▶ _TEXTO FORNECIDO_:
========================

As mídias sociais têm desempenhado um papel fundamental na mobilização cidadã e nos movimentos sociais contemporâneos. Segundo Paolo Gerbaudo (2022), as plataformas digitais permitem que os cidadãos se comuniquem, se organizem e se mobilizem em torno de causas comuns, facilitando a articulação de demandas e a disseminação de informações. Um exemplo claro dessa dinâmica pode ser visto nas Jornadas de Junho de 2013 no Brasil, quando as redes sociais foram amplamente utilizadas para a convocação e organização dos protestos (JORNAL USP, 2021). Nesse contexto, as mídias sociais permitiram que informações e convocações fossem compartilhadas rapidamente, alcançando um grande número de pessoas e contribuindo para a mobilização em massa.

Segundo Alain Touraine (1994), os movimentos sociais contemporâneos têm se utilizado cada vez mais dos novos meios de comunicação e informação, como a internet, para exercitar o agir comunicativo e criar novos saberes. Isso permite que os cidadãos se engajem em processos de mobilização e reivindicação de forma mais autônoma e descentralizada, desafiando os canais tradicionais de comunicação e participação política. No entanto, é importante ressaltar que o uso das mídias sociais na mobilização cidadã também apresenta desafios e riscos.

Segundo Mucheroni (JORNAL USP, 2021), a diversidade de vozes e informações presentes nas redes sociais pode levar a um "tumulto de vozes", em que as pautas e demandas específicas acabam se perdendo em meio à grande quantidade de conteúdo. Além disso, Almeida (JORNAL USP, 2021) aponta que a rapidez e a efemeridade das informações nas redes sociais podem fazer com que os movimentos "muito específicos acabam se perdendo nesse tumulto de vozes". Isso significa que, embora as mídias sociais tenham um grande potencial de mobilização, é necessário cautela e estratégia para que as demandas dos movimentos sociais sejam efetivamente articuladas e visibilizadas.

Sendo assim, é fundamental que os movimentos sociais e os cidadãos engajados em processos de mobilização compreendam as dinâmicas e os desafios das mídias sociais, de modo a utilizá-las de forma estratégica e efetiva. Isso envolve, por exemplo, a construção de narrativas coesas e a articulação de redes de solidariedade e apoio mútuo, que permitam que as pautas e demandas dos movimentos sociais sejam mantidas na agenda pública. Com isso, as mídias sociais têm sido uma ferramenta poderosa para a mobilização cidadã e a articulação de movimentos sociais contemporâneos. No entanto, é necessário cautela e estratégia para que essas plataformas digitais sejam utilizadas de forma efetiva e duradoura na luta por transformações sociais.

========================

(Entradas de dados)
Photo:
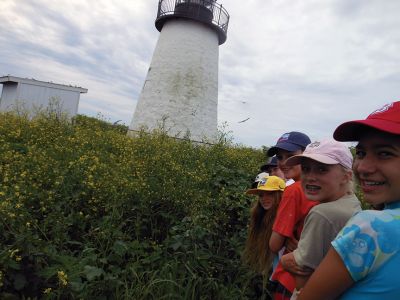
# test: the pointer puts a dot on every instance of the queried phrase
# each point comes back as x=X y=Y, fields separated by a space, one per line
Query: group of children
x=323 y=244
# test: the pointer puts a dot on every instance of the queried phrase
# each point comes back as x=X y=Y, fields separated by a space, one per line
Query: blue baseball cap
x=290 y=141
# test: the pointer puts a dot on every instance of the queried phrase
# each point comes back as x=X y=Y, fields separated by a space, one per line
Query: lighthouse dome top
x=208 y=12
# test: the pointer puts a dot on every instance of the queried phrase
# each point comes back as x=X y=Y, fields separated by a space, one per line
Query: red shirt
x=289 y=222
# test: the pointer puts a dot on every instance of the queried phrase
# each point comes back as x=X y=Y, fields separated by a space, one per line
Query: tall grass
x=88 y=213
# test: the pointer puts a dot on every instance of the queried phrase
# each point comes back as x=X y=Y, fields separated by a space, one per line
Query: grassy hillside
x=88 y=213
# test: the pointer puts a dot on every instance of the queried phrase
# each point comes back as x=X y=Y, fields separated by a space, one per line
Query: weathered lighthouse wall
x=181 y=87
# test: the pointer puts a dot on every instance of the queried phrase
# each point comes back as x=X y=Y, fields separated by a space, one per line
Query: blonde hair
x=257 y=254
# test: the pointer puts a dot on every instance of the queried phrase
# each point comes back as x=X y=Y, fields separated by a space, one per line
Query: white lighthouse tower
x=180 y=93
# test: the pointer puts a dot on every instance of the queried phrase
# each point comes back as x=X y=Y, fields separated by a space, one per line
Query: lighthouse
x=180 y=92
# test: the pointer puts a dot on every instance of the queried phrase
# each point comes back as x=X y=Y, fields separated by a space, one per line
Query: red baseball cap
x=386 y=119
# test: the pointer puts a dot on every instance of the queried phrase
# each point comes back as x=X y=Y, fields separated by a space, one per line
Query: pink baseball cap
x=386 y=119
x=328 y=152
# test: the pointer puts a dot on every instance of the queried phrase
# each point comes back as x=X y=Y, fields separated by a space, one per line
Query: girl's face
x=377 y=167
x=290 y=172
x=266 y=199
x=322 y=182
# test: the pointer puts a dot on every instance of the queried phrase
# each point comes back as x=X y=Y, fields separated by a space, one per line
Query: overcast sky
x=287 y=65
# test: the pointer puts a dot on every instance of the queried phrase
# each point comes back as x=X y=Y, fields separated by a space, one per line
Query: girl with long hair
x=257 y=253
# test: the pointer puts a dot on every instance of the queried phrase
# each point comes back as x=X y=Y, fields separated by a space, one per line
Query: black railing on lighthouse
x=206 y=11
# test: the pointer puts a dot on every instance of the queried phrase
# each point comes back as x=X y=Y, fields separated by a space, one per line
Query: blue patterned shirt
x=369 y=246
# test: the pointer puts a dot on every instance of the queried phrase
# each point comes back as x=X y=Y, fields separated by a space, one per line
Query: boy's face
x=377 y=167
x=290 y=172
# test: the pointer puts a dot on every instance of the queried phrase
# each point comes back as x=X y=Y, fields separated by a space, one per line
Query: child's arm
x=276 y=242
x=301 y=274
x=329 y=280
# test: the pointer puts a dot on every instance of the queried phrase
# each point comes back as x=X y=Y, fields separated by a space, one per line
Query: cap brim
x=252 y=192
x=296 y=160
x=352 y=130
x=285 y=146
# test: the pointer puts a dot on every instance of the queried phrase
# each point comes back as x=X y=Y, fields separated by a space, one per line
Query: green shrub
x=88 y=213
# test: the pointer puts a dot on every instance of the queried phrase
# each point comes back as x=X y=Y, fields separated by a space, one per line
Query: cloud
x=304 y=65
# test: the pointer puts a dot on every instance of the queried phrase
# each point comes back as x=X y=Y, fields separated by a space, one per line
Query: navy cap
x=272 y=163
x=290 y=141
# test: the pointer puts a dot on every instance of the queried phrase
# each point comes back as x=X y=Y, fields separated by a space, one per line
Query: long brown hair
x=257 y=253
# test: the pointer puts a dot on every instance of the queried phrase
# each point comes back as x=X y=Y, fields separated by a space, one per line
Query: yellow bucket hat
x=269 y=184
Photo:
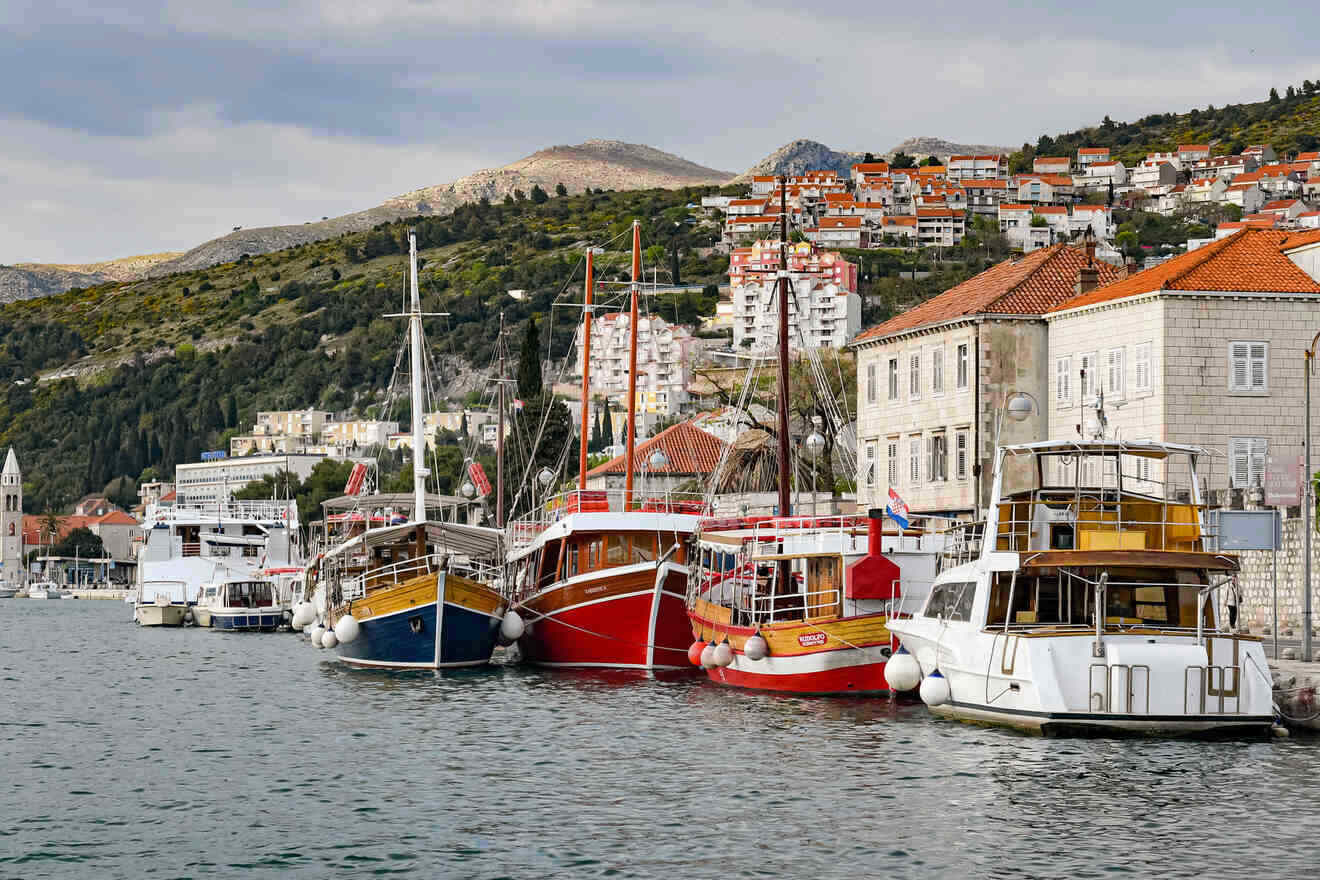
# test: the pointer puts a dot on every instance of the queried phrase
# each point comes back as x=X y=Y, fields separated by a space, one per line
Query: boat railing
x=527 y=528
x=1098 y=521
x=961 y=544
x=405 y=570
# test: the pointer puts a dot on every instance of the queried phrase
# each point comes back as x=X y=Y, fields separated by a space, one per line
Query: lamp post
x=813 y=443
x=1307 y=505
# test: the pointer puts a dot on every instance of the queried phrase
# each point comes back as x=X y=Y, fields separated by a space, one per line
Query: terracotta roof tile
x=1031 y=285
x=689 y=450
x=1252 y=259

========================

▶ _ENUNCIADO 1_:
Responda, com base no texto sobre mídias sociais e mobilização cidadã:
(a) Em que ano e em que país ocorreram as Jornadas de Junho mencionadas como exemplo?
(b) Conforme Alain Touraine (1994), que meio de comunicação é citado como exemplo dos novos meios usados pelos movimentos sociais?
(c) Que duas ações são apontadas como exemplos do uso estratégico das mídias sociais pelos movimentos?
▶ _ENUNCIADO 2_: Copie do texto sobre mídias sociais e mobilização cidadã tudo o que vai desde "Segundo Mucheroni (JORNAL" até "articuladas e visibilizadas.".
▶ _ENUNCIADO 3_: Dê continuidade ao texto sobre mídias sociais e mobilização cidadã a partir do ponto em que ele termina.

▶ _RESULTADO DO EXERCÍCIO 1_:
(a) Em 2013, no Brasil.
(b) A internet.
(c) A construção de narrativas coesas e a articulação de redes de solidariedade e apoio mútuo.

▶ _RESULTADO DO EXERCÍCIO 2_:
Segundo Mucheroni (JORNAL USP, 2021), a diversidade de vozes e informações presentes nas redes sociais pode levar a um "tumulto de vozes", em que as pautas e demandas específicas acabam se perdendo em meio à grande quantidade de conteúdo. Além disso, Almeida (JORNAL USP, 2021) aponta que a rapidez e a efemeridade das informações nas redes sociais podem fazer com que os movimentos "muito específicos acabam se perdendo nesse tumulto de vozes". Isso significa que, embora as mídias sociais tenham um grande potencial de mobilização, é necessário cautela e estratégia para que as demandas dos movimentos sociais sejam efetivamente articuladas e visibilizadas.

▶ _RESULTADO DO EXERCÍCIO 3_:
Poder em movimento e confronto político

A obra de Sidney Tarrow, "O Poder em Movimento: Movimentos Sociais e Confronto Político", é fundamental para compreender a relação entre os movimentos sociais e o confronto político. Segundo Tarrow (2009), os movimentos sociais utilizam o confronto político como uma estratégia para alcançar seus objetivos e reivindicar mudanças. Tarrow argumenta que o "poder em movimento" é construído através da mobilização de recursos e da construção de identidades coletivas. Isso significa que os movimentos sociais precisam se organizar, se mobilizar e se engajar em ações coletivas para exercer pressão política e obter conquistas.

No contexto do trabalho autônomo, essa perspectiva é especialmente relevante. Os trabalhadores autônomos, como os motoristas de aplicativos, precisam se mobilizar e se organizar para resistir às pressões políticas e econômicas e conquistar seus direitos. As paralisações e manifestações realizadas por esses trabalhadores são exemplos de confronto político, por meio do qual eles buscam visibilidade e negociação com o poder público e as empresas. Além disso, Tarrow destaca que o confronto político não se limita apenas a ações de protesto e reivindicação. Ele também envolve a construção de alianças, a negociação com autoridades e a utilização de canais institucionais para alcançar seus objetivos. Nesse sentido, os trabalhadores autônomos podem se engajar em diferentes estratégias de confronto político, adaptando-as de acordo com o contexto e as oportunidades políticas disponíveis.

É importante ressaltar que o confronto político não ocorre em um vácuo, mas sim em um contexto social, político e econômico específico. Segundo Tarrow, as estruturas de oportunidade política, as redes sociais e os repertórios de ação coletiva são fatores que influenciam a dinâmica dos movimentos sociais e seu confronto político. Portanto, para compreender as lutas dos trabalhadores autônomos, é necessário analisar esse contexto mais amplo em que elas se inserem.

Desse modo, a perspectiva de Sidney Tarrow sobre o "poder em movimento" e o confronto político é fundamental para entender as estratégias adotadas pelos trabalhadores autônomos, como os motoristas de aplicativos, em suas lutas por direitos e melhores condições de trabalho. Essa abordagem permite analisar como esses trabalhadores se organizam, se mobilizam e se engajam em ações coletivas para exercer pressão política e obter conquistas.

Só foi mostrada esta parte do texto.